» **Record set**
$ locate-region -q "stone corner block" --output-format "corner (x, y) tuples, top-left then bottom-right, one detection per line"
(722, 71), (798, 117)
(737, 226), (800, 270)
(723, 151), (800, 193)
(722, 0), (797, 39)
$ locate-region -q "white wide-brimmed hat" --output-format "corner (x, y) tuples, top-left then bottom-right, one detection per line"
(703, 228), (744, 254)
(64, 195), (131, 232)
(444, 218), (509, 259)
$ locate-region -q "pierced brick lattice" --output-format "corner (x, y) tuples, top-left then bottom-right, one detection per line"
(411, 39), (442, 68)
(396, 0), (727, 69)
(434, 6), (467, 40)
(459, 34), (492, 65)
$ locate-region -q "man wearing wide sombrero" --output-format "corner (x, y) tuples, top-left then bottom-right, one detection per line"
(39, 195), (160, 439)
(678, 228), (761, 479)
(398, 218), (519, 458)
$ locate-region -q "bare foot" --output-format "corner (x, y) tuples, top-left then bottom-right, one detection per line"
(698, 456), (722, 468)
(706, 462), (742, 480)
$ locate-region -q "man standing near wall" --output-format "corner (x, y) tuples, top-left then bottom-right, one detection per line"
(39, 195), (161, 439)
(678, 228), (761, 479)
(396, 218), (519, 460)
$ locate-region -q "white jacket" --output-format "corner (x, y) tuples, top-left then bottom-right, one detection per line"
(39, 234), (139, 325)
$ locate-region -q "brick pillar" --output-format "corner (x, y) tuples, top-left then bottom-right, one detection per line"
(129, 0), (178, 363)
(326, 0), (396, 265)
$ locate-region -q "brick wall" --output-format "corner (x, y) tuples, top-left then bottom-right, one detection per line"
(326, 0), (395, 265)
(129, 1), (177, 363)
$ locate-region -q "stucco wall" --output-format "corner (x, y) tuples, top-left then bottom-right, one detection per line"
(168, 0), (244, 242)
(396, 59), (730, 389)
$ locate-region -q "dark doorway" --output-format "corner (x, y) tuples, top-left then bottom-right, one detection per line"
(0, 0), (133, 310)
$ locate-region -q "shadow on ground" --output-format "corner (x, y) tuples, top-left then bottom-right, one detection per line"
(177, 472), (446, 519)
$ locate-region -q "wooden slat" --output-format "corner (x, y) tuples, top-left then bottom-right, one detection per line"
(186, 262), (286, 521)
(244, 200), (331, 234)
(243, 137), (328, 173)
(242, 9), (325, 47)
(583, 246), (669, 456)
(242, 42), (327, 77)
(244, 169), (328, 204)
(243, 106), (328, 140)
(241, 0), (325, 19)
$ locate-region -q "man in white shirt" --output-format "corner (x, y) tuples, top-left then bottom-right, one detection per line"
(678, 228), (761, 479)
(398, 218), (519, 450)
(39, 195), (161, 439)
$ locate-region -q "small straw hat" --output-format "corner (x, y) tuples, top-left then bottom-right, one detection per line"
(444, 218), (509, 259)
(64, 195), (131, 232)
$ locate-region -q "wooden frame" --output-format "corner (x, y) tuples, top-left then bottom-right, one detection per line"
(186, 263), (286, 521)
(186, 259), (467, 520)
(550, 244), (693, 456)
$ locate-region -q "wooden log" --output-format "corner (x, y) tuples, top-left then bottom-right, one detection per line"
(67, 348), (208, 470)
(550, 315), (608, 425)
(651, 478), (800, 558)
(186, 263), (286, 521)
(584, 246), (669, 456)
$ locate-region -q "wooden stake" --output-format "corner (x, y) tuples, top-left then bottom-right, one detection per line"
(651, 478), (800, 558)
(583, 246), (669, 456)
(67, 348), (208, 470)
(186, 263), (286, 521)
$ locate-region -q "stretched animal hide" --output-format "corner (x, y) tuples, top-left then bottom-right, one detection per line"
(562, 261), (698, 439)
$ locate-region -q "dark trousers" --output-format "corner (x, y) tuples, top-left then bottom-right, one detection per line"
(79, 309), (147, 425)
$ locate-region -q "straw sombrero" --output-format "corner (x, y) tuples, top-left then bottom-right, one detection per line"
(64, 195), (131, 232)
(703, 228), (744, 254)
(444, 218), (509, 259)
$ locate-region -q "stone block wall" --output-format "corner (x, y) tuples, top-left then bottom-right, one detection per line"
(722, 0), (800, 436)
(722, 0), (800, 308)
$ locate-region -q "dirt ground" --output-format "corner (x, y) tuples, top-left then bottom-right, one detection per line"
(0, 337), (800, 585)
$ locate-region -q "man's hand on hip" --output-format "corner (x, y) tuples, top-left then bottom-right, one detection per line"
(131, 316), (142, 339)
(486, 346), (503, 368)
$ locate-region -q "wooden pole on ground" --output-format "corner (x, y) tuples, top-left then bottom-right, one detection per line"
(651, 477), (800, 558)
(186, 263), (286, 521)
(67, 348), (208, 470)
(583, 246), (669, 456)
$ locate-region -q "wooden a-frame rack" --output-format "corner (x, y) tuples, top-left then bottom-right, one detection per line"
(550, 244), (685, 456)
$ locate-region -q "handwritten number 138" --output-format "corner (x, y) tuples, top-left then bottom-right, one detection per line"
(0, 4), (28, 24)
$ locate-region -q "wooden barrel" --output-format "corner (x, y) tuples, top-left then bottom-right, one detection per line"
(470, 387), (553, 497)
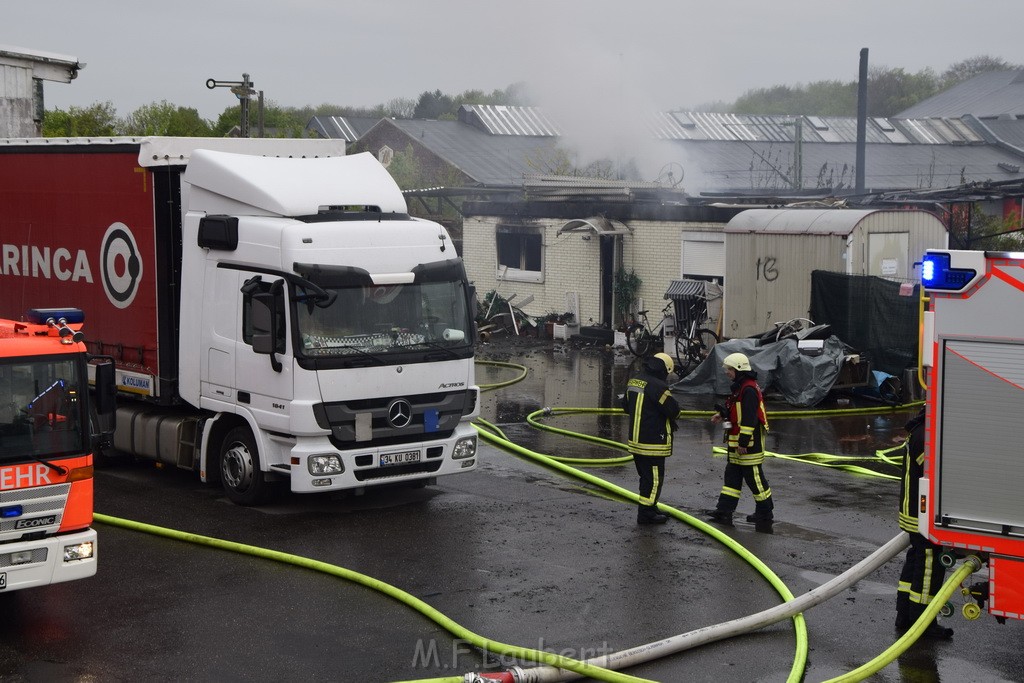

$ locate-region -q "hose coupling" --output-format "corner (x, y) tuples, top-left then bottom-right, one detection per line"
(464, 667), (526, 683)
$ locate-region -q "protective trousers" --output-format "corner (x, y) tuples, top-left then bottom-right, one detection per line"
(718, 463), (775, 522)
(633, 454), (665, 515)
(896, 533), (946, 629)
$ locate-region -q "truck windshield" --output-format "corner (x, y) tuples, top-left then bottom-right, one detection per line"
(0, 358), (88, 463)
(296, 282), (472, 357)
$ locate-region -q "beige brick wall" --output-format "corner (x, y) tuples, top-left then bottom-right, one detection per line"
(463, 216), (722, 325)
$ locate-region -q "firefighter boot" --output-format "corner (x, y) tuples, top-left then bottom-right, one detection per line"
(746, 503), (775, 533)
(637, 505), (669, 524)
(707, 508), (732, 526)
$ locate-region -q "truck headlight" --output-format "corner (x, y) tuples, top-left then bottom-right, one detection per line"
(452, 436), (476, 460)
(306, 453), (345, 476)
(65, 541), (94, 562)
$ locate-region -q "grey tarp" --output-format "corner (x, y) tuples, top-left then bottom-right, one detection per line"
(672, 335), (849, 408)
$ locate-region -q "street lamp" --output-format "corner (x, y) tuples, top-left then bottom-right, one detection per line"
(206, 74), (263, 137)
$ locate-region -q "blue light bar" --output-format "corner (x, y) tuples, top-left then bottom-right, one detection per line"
(25, 308), (85, 325)
(921, 252), (978, 292)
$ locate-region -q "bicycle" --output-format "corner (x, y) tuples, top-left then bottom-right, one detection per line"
(626, 301), (675, 358)
(626, 301), (720, 377)
(676, 303), (721, 377)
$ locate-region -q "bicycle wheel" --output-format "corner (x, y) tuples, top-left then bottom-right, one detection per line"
(626, 324), (654, 357)
(676, 328), (719, 377)
(690, 328), (719, 366)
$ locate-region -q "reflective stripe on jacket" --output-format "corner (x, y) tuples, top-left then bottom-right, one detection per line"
(899, 414), (925, 533)
(725, 376), (768, 465)
(623, 373), (679, 457)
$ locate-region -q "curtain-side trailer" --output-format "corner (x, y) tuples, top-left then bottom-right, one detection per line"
(0, 137), (479, 504)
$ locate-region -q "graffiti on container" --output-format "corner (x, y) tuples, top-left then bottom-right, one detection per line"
(757, 256), (778, 283)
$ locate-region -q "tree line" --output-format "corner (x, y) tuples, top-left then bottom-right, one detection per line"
(42, 83), (528, 137)
(43, 55), (1024, 137)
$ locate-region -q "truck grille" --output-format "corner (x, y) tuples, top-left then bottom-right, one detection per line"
(0, 483), (71, 542)
(313, 391), (475, 451)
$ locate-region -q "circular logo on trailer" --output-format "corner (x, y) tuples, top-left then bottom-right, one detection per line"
(99, 223), (142, 308)
(387, 398), (413, 429)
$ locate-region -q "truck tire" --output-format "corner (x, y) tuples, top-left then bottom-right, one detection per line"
(220, 427), (271, 505)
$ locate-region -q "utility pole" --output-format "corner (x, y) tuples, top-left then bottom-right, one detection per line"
(206, 74), (263, 137)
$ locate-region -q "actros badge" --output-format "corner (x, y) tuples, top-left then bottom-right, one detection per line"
(99, 223), (142, 308)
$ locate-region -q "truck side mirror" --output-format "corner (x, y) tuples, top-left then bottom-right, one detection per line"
(250, 292), (282, 373)
(92, 356), (118, 438)
(96, 360), (118, 415)
(251, 292), (278, 355)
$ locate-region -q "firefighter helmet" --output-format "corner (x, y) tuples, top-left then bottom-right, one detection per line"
(722, 353), (751, 373)
(653, 353), (676, 375)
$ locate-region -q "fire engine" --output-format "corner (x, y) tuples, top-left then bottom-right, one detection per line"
(919, 250), (1024, 622)
(0, 308), (116, 592)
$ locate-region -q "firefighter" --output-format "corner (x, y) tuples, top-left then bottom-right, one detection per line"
(622, 353), (679, 524)
(896, 409), (953, 640)
(708, 353), (775, 533)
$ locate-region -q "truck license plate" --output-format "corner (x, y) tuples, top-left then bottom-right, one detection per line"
(381, 451), (420, 467)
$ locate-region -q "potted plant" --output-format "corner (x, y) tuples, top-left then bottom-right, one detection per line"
(611, 266), (643, 331)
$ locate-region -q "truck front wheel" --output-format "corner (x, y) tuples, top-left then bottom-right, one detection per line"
(220, 427), (270, 505)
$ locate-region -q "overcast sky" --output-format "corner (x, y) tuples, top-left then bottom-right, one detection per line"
(6, 0), (1024, 120)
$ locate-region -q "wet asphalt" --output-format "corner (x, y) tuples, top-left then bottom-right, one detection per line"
(0, 340), (1024, 683)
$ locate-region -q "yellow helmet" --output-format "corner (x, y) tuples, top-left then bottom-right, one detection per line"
(722, 353), (751, 373)
(654, 353), (676, 375)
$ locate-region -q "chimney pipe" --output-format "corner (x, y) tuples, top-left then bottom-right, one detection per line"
(856, 47), (867, 195)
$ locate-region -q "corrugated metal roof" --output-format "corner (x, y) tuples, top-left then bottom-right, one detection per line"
(976, 118), (1024, 151)
(725, 209), (879, 237)
(647, 112), (982, 144)
(897, 71), (1024, 119)
(387, 119), (559, 185)
(459, 104), (561, 137)
(306, 116), (380, 142)
(664, 135), (1024, 195)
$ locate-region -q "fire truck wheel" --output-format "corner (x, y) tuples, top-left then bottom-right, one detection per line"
(961, 602), (981, 622)
(220, 427), (270, 505)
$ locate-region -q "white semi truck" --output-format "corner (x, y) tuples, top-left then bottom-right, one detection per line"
(0, 138), (479, 505)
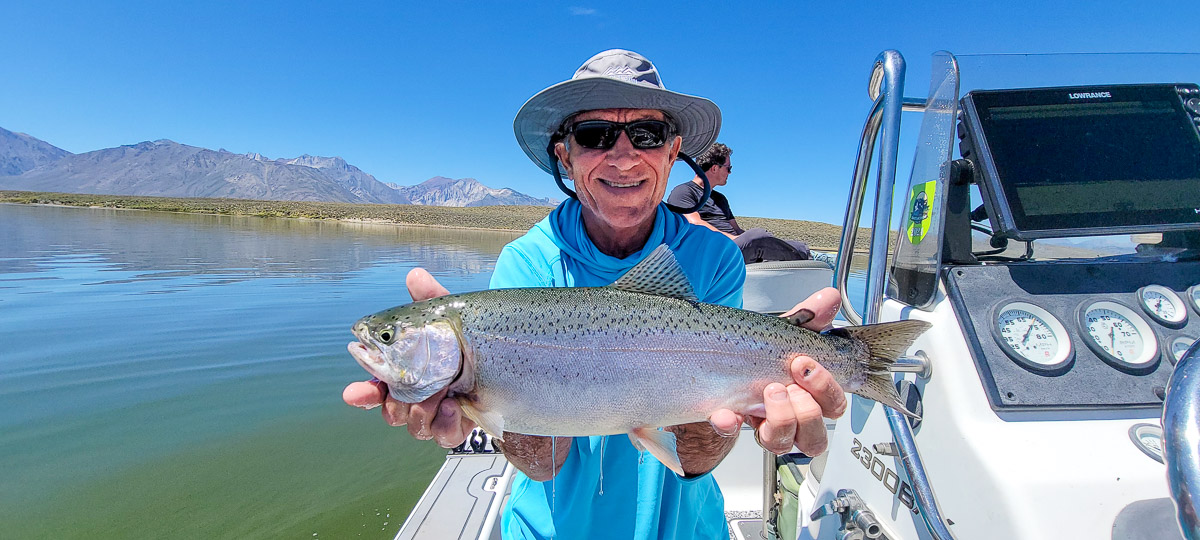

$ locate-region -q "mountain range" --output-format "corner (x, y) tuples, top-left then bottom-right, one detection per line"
(0, 128), (558, 206)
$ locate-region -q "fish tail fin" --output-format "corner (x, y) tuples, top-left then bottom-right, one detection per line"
(629, 426), (685, 476)
(841, 319), (931, 419)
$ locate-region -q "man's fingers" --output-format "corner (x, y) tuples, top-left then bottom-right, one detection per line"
(784, 287), (841, 331)
(383, 396), (413, 427)
(791, 356), (846, 418)
(787, 384), (829, 456)
(405, 389), (449, 440)
(757, 383), (796, 454)
(433, 400), (475, 448)
(342, 380), (388, 409)
(404, 268), (450, 302)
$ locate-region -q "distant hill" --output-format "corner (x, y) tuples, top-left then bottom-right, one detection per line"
(390, 176), (558, 206)
(0, 130), (557, 206)
(0, 127), (71, 176)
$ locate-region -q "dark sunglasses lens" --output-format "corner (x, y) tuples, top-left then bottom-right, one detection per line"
(625, 120), (670, 148)
(571, 120), (620, 149)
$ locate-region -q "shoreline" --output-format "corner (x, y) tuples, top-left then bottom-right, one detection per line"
(0, 190), (870, 253)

» **Exercise instructions**
Please output everything from the start of the records above down to the line containing "(398, 218), (519, 458)", that line included, as a JSON list of strings with one string per line and blank lines omitted.

» **Response to this exercise**
[
  "$ locate-region -q \"stone corner block\" --output-format \"corner (x, y) tuples, top-left then bottom-right, one detection per line\"",
  "(722, 71), (798, 117)",
  "(737, 226), (800, 270)",
  "(723, 151), (800, 193)",
  "(722, 0), (797, 39)",
  "$ locate-region -q \"white wide-brimmed hat\" --output-format \"corner (x, y) tuples, top-left then bottom-right, one detection per line\"",
  "(703, 228), (744, 254)",
  "(64, 195), (131, 232)",
  "(444, 218), (509, 259)",
  "$ locate-region -q \"pierced brick lattice\" --output-format \"corner (x, y) tuples, top-left then bottom-right, one detection per line\"",
  "(411, 39), (442, 68)",
  "(396, 0), (727, 69)",
  "(434, 6), (467, 40)",
  "(459, 34), (492, 65)",
  "$ locate-region -q \"man wearing wide sombrero\" --output-format \"corner (x, y) tuples, top-left then bottom-right, one detection per line\"",
  "(39, 195), (160, 439)",
  "(678, 228), (761, 479)",
  "(398, 218), (519, 458)"
]